* TASK DIRECTIONS:
Copy out the entries exactly, and wherever a picture appears, leave it out.

* PROVIDED RECORDS:
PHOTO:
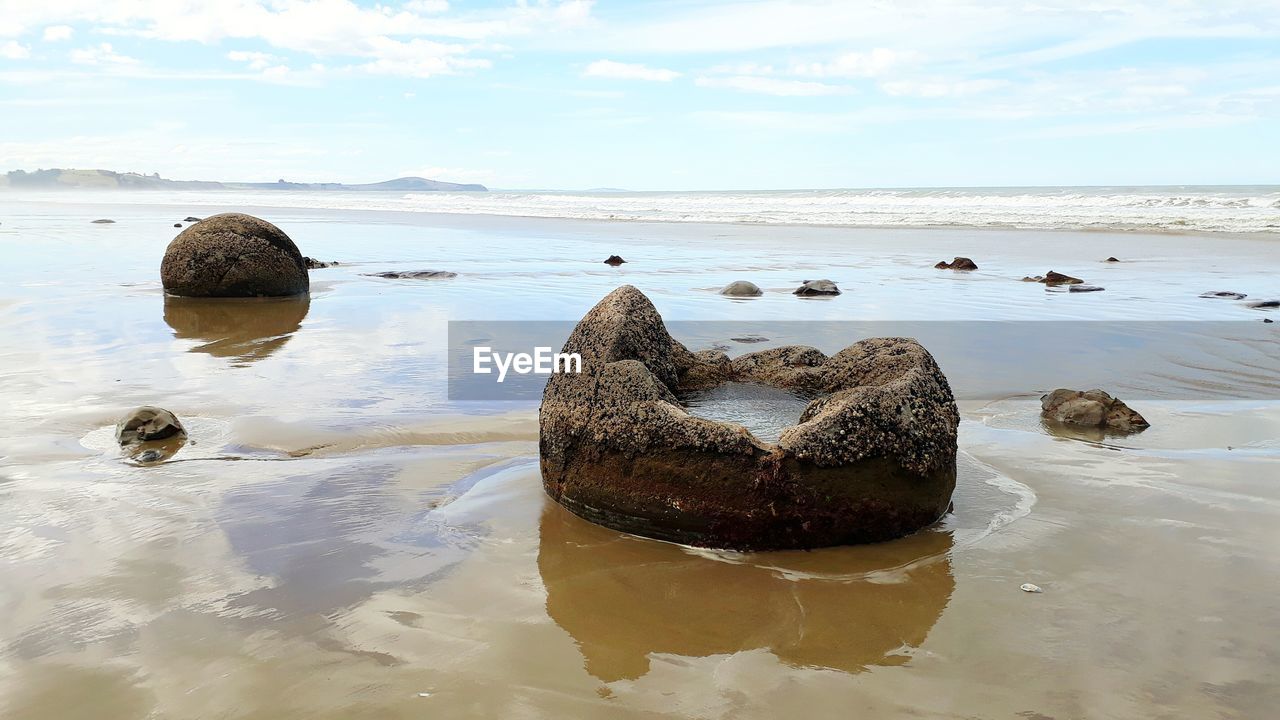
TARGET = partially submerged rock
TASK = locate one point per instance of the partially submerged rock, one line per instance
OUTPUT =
(1057, 278)
(414, 274)
(1091, 409)
(872, 458)
(817, 287)
(741, 288)
(958, 264)
(233, 255)
(147, 424)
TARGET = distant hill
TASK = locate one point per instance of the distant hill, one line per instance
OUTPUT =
(101, 180)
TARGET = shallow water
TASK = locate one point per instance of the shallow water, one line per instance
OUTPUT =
(339, 540)
(763, 410)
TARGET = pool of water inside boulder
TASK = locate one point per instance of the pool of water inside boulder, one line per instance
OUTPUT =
(764, 410)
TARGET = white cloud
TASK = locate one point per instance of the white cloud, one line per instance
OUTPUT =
(859, 64)
(255, 60)
(56, 33)
(773, 86)
(100, 55)
(629, 71)
(941, 89)
(10, 50)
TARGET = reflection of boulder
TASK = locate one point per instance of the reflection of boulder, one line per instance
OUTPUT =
(872, 458)
(624, 598)
(245, 329)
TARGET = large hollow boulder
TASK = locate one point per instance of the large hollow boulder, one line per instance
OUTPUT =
(233, 255)
(873, 456)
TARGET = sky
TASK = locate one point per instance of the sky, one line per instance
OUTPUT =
(667, 95)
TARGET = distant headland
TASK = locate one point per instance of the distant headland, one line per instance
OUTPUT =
(110, 180)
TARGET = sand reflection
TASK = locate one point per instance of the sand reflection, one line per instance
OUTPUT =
(241, 329)
(622, 598)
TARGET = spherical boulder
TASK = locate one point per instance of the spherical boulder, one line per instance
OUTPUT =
(233, 255)
(872, 458)
(146, 424)
(741, 288)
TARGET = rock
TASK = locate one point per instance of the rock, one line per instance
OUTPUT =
(1059, 278)
(1091, 409)
(414, 274)
(872, 458)
(958, 264)
(741, 288)
(817, 287)
(233, 255)
(146, 424)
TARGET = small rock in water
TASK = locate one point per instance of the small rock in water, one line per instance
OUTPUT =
(147, 423)
(741, 288)
(958, 264)
(1091, 409)
(414, 274)
(817, 287)
(1059, 278)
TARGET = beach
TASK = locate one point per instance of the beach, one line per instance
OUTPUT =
(341, 538)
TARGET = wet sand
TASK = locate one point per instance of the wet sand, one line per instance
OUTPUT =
(338, 540)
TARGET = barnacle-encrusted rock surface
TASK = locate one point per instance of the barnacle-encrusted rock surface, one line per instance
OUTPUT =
(233, 255)
(872, 458)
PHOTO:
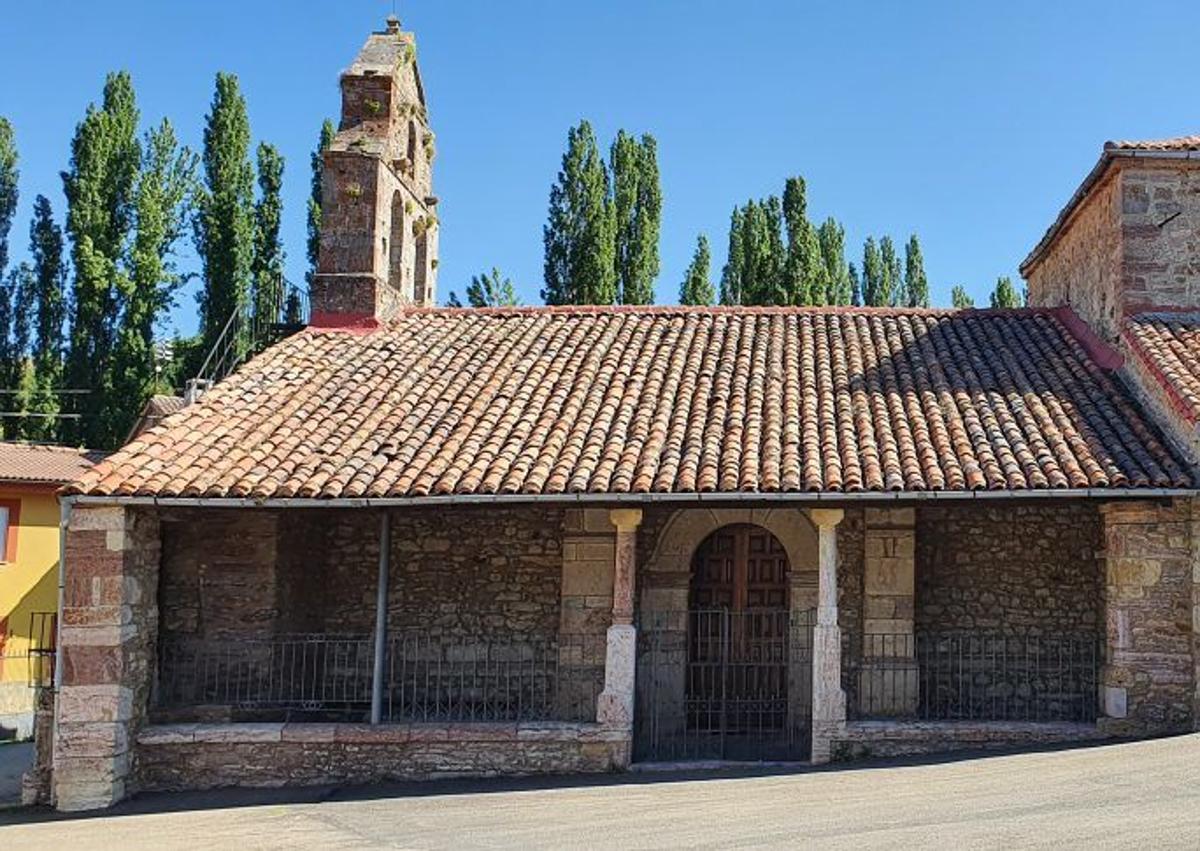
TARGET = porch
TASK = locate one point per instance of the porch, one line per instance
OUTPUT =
(346, 645)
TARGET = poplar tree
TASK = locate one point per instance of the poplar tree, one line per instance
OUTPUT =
(315, 197)
(225, 214)
(832, 240)
(856, 287)
(579, 237)
(100, 185)
(9, 195)
(49, 282)
(637, 211)
(161, 208)
(763, 255)
(1005, 295)
(268, 264)
(697, 288)
(960, 299)
(804, 271)
(731, 276)
(875, 289)
(916, 285)
(893, 280)
(490, 289)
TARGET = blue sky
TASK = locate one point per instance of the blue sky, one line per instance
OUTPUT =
(970, 124)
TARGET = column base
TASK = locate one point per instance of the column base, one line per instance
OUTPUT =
(615, 707)
(828, 697)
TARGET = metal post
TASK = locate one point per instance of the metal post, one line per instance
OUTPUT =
(377, 683)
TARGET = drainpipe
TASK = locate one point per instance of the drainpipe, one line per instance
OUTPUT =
(381, 636)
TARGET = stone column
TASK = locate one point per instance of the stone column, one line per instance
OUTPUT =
(1149, 561)
(616, 705)
(106, 649)
(828, 699)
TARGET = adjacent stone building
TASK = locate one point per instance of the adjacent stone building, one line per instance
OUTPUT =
(413, 543)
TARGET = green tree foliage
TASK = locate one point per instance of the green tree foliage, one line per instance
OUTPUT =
(490, 289)
(916, 283)
(876, 292)
(9, 195)
(856, 287)
(637, 209)
(318, 175)
(165, 185)
(225, 210)
(805, 280)
(49, 306)
(732, 288)
(1006, 295)
(839, 285)
(763, 253)
(697, 287)
(893, 280)
(580, 257)
(268, 264)
(100, 185)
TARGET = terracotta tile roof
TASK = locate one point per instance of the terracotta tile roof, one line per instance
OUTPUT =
(28, 462)
(1180, 143)
(607, 400)
(156, 409)
(1169, 343)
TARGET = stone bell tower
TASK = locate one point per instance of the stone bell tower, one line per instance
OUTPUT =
(379, 229)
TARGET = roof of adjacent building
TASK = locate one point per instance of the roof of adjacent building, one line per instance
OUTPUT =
(1187, 147)
(655, 400)
(1169, 345)
(1180, 143)
(37, 463)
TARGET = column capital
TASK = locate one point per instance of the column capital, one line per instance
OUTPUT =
(625, 519)
(826, 516)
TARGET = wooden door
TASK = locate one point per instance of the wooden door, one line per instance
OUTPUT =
(738, 634)
(739, 568)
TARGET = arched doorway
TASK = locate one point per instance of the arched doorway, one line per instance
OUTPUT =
(730, 678)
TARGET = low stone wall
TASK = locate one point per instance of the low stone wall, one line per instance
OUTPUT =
(862, 739)
(195, 756)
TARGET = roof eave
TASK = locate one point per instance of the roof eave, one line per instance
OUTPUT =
(682, 499)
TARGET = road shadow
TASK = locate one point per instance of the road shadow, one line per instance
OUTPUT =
(147, 803)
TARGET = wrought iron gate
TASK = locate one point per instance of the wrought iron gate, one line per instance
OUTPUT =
(720, 684)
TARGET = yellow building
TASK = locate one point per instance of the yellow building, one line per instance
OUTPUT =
(29, 565)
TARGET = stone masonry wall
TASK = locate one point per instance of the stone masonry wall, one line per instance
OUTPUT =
(210, 756)
(1150, 564)
(1161, 234)
(467, 573)
(493, 573)
(1129, 246)
(1009, 568)
(1083, 268)
(107, 653)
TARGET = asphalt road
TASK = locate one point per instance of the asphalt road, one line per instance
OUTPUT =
(1127, 796)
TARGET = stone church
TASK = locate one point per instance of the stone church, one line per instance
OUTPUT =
(412, 541)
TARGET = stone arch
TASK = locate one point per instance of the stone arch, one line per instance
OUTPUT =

* TASK OUTPUT:
PHOTO:
TARGET = partially submerged rock
TASK = locate one point per instance of the partially submerged rock, one line per instance
OUTPUT =
(1057, 278)
(414, 274)
(1091, 409)
(872, 458)
(817, 287)
(741, 288)
(958, 264)
(233, 255)
(147, 424)
TARGET = distant hill
TASK = locate one point per instance of the distant hill, one line per instance
OUTPUT =
(101, 180)
TARGET = shallow water
TASK = locate one point per instance of the shallow water, one line per instance
OUTPUT =
(339, 540)
(763, 410)
TARGET = pool of water inside boulder
TASK = locate one point per instance of the pool of water inside boulder, one line per instance
OUTPUT =
(764, 410)
TARGET = white cloud
TASK = locate one point per instance of the white cloud, one line per instance
OUTPUT =
(859, 64)
(255, 60)
(56, 33)
(773, 86)
(100, 55)
(629, 71)
(941, 89)
(10, 50)
TARGET = reflection of boulder
TASK = locate one point per instance of the reflection of boulder, one line per instance
OUTPUT =
(872, 458)
(624, 598)
(245, 329)
TARGET = large hollow boulder
TASK = locate one point per instance of the large hollow boulder, one line per instance
OUTPUT =
(233, 255)
(873, 456)
TARGET = sky
TASK = locate one point per instance of the sky, one line per instance
OUTPUT =
(667, 95)
TARGET = distant headland
TASK = locate one point per instance of the distant headland, one line per instance
OUTPUT =
(110, 180)
TARGET = sand reflection
TASK = locate one point per instance of the sand reflection, one line per instance
OUTPUT =
(241, 329)
(622, 598)
TARGET = spherical boulder
TASK = locate one point per instance of the spherical boulder, one line per instance
OUTPUT =
(233, 255)
(872, 458)
(146, 424)
(741, 288)
TARGET = rock
TASK = locate one point per instance of the rock, one line per instance
OUTPUT =
(1059, 278)
(1091, 409)
(414, 274)
(872, 458)
(958, 264)
(741, 288)
(817, 287)
(233, 255)
(146, 424)
TARGET = small rock in water
TASK = locate one point per instance of the small rock in water, one line per instance
OUTPUT =
(147, 423)
(741, 288)
(958, 264)
(1091, 409)
(414, 274)
(817, 287)
(1059, 278)
TARGET = beach
TASK = locate one point per instance of the beach, one line per instance
OUTPUT =
(341, 538)
TARGET = wet sand
TASK = locate one point per instance of the wet sand, one line per instance
OUTPUT =
(338, 540)
TARGET = barnacle-encrusted rock surface
TASK = locate one point per instance of the barnacle-encrusted rock surface, one line per instance
OUTPUT =
(233, 255)
(872, 458)
PHOTO:
TARGET = porch
TASK = locate one point per instance of the porch, one line per instance
OUTPUT =
(346, 645)
TARGET = poplar tree
TASK = locate one point per instance of the poplar tree, one line per instance
OUTPUT =
(315, 197)
(225, 214)
(832, 240)
(856, 287)
(579, 237)
(100, 185)
(9, 195)
(49, 282)
(637, 211)
(161, 208)
(763, 255)
(1005, 295)
(268, 264)
(697, 288)
(960, 299)
(804, 271)
(731, 276)
(875, 289)
(916, 285)
(893, 280)
(490, 289)
TARGET = blue sky
TASK = locate one point per instance of the blue sky, one line per instance
OUTPUT =
(970, 124)
TARGET = column base
TASK = locate one point per instance of the column base, one line per instance
OUTPUT =
(615, 707)
(828, 697)
TARGET = metal post
TASK = locate one point per instance of the metal post, one line per instance
OUTPUT =
(377, 683)
TARGET = drainpipe
TASK = locate one point per instance of the drainpipe, one line per instance
OUTPUT =
(381, 636)
TARGET = stone column
TASK = locate one point per instance of the stone column, one line per instance
OUTPUT =
(1149, 561)
(616, 705)
(106, 649)
(828, 699)
TARGET = adjacent stone building
TASK = locate one point per instance of the adjacent stone building, one line per instance
OUTPUT =
(413, 543)
TARGET = green tree foliage
TASK = locate one point per instance of the green tree foliage, one line per instance
OUTPUT =
(490, 289)
(916, 283)
(876, 292)
(9, 195)
(856, 287)
(637, 209)
(318, 175)
(165, 185)
(225, 210)
(805, 280)
(49, 306)
(732, 288)
(1006, 295)
(839, 285)
(763, 253)
(697, 287)
(893, 280)
(580, 257)
(268, 264)
(100, 185)
TARGET = terracotta tile roof
TASK = locate one point per instance of the terracotta tile roof, one line per instance
OUTPUT =
(28, 462)
(1180, 143)
(607, 400)
(156, 409)
(1169, 343)
TARGET = stone bell tower
TASK = locate one point per instance of the stone bell tower, one line per instance
OUTPUT =
(379, 229)
TARGET = roof of adjacent building
TASK = locate one point per instance of the roof of adjacent building, one line per instance
OUTPUT =
(1187, 147)
(655, 400)
(1169, 345)
(1180, 143)
(37, 463)
TARGET = column capital
TASK = locate one point per instance of the column capital, one line per instance
OUTPUT =
(625, 519)
(826, 516)
TARGET = wooden door
TASK = locate one point per instance of the wooden door, one line per instance
OUTPUT =
(738, 634)
(739, 568)
TARGET = arched doorway
TASK = locate one point per instance of the arched doorway, one line per instance
OUTPUT =
(730, 678)
TARGET = low stone wall
TASK = locate one point per instance of the low stone wall, one line per instance
OUTPUT =
(862, 739)
(195, 756)
TARGET = roof eave
TASK = locate one point per instance of the roof eave, one line per instance
OUTPUT =
(682, 499)
TARGET = road shadow
TASK = locate one point per instance of the road shadow, one line per instance
OUTPUT =
(147, 803)
TARGET = wrought iron gate
TASK = locate one point per instance of the wrought iron gate, one line per instance
OUTPUT =
(720, 684)
TARGET = yellow building
TASK = locate one point per instance of the yellow building, one line per instance
OUTPUT =
(29, 565)
TARGET = stone masonry wall
TASK = locate one point per instance of the stone masonry wall, one line per instance
OUTPUT =
(210, 756)
(1150, 564)
(1161, 234)
(467, 573)
(493, 573)
(1129, 246)
(1009, 568)
(1083, 268)
(107, 653)
TARGET = asphalt road
TASK = locate one point per instance of the asphalt road, one line per instance
OUTPUT =
(1127, 796)
TARGET = stone church
TASK = locate one point per instance of the stone church, one line per instance
OUTPUT =
(412, 541)
TARGET = stone arch
TASK = locate one point per instance of the stone arch, one line per instance
OUTPUT =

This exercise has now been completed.